* start *
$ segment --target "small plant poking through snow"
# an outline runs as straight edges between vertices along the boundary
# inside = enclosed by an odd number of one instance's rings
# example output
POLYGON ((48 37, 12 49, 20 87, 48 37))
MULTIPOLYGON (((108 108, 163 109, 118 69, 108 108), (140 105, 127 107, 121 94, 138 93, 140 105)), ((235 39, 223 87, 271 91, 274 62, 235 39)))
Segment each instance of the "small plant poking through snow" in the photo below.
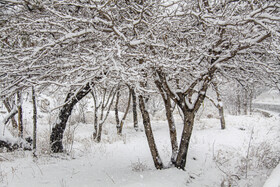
* end *
● **Work to do**
Could you format the records above as a numbered list with one line per item, leaving out blank lines and the pictures?

● **Completed exercise**
1. $ segment --target "small plant poking through snow"
2. # an outline runs as straight edges between vertices along the boundary
3. # inside = enclosed by an odd number of one instance's rings
4. # example output
5. POLYGON ((48 37, 12 49, 20 87, 48 37))
6. MULTIPOLYGON (((108 108, 163 109, 118 69, 108 108), (140 105, 127 107, 121 94, 138 93, 140 105)), ((235 39, 223 87, 271 91, 274 62, 235 39)))
7. Segment each instance of the "small plant poking through snow" in the photo below.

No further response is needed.